== OBJECTIF ==
Selon l'extrait sur les obligations liées au développement durable (SLB), pourquoi l'exclusion des émissions de scope 3 réduit-elle le niveau d'ambition ? Expliquez-le en une à trois phrases.

== EXTRAIT SOURCE ==
##########
LA GRANDE QUESTION DEMEURE QUANT AUX AMBITIONS AFFICHEES PAR LES SLB…

Le tableau idyllique décrit ci-dessus est évidemment le scénario de transformation idéal. Cependant, dans la pratique, nous avons également vu une bonne part de SLB avec des objectifs de performance durable décevants. Le marché n'en étant qu'à ses débuts, aucun écart de prix n'a encore été constaté. Nous suivons les orientations ci-dessous pour évaluer les niveaux d'ambition des SLBs, ainsi que les SPT et KPI qui les sous-tendent.

À des fins d'illustration, nous nous concentrerons sur les formats de réduction des émissions qui ont été les plus populaires jusqu'à présent

  • La voie de la décarbonation a-t-elle été approuvée par la SBTi?
    - Le fait qu'une tierce partie spécialisée ait examiné le niveau d'ambition fournit un certain degré d'assurance.
  • Dans le secteur considéré, quels sont les engagements des pairs de l'émetteur?
    - Bien que tous les secteurs ne disposent pas d'un large éventail de voies de décarbonation comparables, cela peut fournir une base de comparaison aux investisseurs.
  • Quelle est l'année de référence / Quel pourcentage de l'objectif de réduction (et d'augmentation du coupon) a déjà été atteint au moment de l'émission?
    - Inutile de dire que s'engager à une réduction de 20% de 2018 à 2025 alors qu'une réduction de 18% a déjà été atteinte d'ici 2022 n'est pas particulièrement ambitieux.
  • Les émissions de scope 3 sont-elles incluses?
    - Dans la plupart des secteurs, les émissions de scope 3 représentent la plus grande partie des émissions et l'exclusion des émissions de scope 3 réduit le niveau d'ambition.
  • Quel est le plan d'action de l'entreprise pour réduire ses émissions?
    - Cela peut aller de la recherche de nouvelles sources d'énergie et de rendement énergétique à des initiatives plus complexes et ambitieuses telles que la refonte de lignes de produits.
QU’EN EST-IL DES VALORISATIONS?
  • La pénalité potentielle (l'augmentation du coupon) reflète-t-elle le niveau d'ambition du SPT?
    - La première étape de la valorisation est liée au profil de crédit de l'émetteur. Mais on pourrait également s'attendre à ce que la prime soit plus faible si les niveaux visés sont très ambitieux par rapport aux pairs et au secteur.
  • La majoration prend-elle la forme d'une pénalité financière, d'une obligation d'achat de compensations ou d'un versement à un tiers (fondation par exemple)?
##########
== MATÉRIEL ==
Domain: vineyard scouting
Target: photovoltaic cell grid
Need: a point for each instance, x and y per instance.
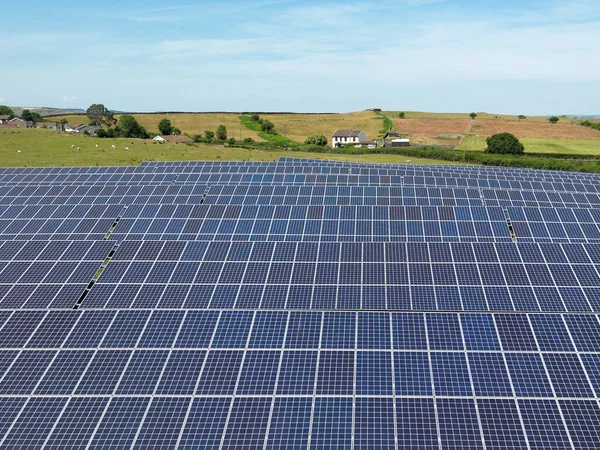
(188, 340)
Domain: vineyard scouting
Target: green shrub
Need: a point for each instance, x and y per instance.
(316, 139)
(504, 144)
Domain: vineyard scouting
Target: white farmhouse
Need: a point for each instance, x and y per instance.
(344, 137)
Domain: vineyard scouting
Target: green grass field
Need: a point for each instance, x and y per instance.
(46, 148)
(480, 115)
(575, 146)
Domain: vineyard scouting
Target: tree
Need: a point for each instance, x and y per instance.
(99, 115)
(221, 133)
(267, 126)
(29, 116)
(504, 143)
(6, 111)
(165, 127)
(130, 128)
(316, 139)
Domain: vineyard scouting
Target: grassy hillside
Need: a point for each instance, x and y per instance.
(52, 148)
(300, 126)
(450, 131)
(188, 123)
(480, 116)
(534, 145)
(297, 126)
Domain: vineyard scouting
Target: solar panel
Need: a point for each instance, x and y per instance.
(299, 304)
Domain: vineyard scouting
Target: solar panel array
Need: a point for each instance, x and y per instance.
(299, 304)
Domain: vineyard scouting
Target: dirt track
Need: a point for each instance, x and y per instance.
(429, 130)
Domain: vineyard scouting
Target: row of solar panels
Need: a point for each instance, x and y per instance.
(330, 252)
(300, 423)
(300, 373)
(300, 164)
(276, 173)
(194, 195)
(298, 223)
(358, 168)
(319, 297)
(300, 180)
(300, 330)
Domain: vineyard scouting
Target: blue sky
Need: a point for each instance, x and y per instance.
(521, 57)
##########
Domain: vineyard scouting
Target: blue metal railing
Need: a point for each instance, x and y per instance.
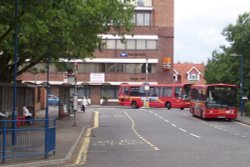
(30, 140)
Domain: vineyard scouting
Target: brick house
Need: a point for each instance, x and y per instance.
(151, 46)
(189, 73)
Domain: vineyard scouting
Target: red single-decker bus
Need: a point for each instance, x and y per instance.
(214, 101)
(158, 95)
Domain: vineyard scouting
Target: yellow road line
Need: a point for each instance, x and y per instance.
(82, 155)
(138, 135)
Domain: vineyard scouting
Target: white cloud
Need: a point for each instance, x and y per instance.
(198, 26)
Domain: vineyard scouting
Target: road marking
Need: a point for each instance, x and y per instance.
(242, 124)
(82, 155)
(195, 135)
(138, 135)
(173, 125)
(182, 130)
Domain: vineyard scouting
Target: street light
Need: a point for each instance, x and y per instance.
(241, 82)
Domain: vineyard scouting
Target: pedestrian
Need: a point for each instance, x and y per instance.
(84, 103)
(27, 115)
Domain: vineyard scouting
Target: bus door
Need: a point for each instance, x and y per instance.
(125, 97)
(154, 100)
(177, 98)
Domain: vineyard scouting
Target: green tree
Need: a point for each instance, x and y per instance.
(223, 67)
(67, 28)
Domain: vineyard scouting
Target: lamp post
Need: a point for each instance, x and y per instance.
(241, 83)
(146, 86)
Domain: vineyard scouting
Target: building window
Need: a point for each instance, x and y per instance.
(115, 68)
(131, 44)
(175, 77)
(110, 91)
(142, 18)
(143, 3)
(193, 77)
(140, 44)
##########
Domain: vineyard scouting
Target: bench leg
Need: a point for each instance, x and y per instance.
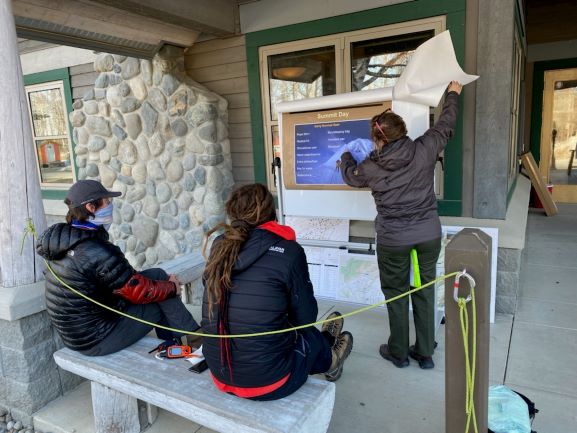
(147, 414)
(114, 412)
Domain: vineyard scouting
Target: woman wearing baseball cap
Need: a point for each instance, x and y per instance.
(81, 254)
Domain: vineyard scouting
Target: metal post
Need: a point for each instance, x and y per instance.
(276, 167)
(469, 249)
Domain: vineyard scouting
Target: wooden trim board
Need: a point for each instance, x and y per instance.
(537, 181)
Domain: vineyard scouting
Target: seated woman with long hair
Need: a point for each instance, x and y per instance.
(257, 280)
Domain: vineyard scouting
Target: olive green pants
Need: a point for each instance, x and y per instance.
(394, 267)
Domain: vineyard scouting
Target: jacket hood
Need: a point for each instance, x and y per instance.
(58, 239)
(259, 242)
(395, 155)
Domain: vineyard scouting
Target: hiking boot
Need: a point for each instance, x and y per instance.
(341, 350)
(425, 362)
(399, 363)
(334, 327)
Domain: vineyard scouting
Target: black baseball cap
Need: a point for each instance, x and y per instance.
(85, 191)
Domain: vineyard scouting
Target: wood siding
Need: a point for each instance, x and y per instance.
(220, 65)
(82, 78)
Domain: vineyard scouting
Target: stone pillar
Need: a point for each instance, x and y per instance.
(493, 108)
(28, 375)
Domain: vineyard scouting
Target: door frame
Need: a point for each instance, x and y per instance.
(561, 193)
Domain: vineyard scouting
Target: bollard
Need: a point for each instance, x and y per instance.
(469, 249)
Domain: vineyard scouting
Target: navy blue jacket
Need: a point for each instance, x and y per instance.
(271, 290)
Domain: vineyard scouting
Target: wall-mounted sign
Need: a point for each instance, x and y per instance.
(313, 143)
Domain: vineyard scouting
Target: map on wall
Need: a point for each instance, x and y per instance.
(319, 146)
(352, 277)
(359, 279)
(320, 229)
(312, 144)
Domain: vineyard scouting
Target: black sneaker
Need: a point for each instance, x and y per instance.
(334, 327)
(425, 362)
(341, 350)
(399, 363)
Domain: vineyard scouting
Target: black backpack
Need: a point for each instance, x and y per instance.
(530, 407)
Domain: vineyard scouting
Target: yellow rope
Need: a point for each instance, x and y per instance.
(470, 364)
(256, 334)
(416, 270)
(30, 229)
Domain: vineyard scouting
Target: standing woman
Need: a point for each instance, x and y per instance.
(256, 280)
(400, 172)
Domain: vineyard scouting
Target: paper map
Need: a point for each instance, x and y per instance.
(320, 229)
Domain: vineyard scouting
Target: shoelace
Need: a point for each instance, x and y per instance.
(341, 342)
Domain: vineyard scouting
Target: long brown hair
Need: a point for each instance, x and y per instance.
##########
== RÉPONSE CI-DESSOUS ==
Dans la plupart des secteurs, les émissions de scope 3 représentent la plus grande partie des émissions. Un objectif qui les exclut laisse donc de côté la plus grande partie des émissions, ce qui en réduit le niveau d'ambition.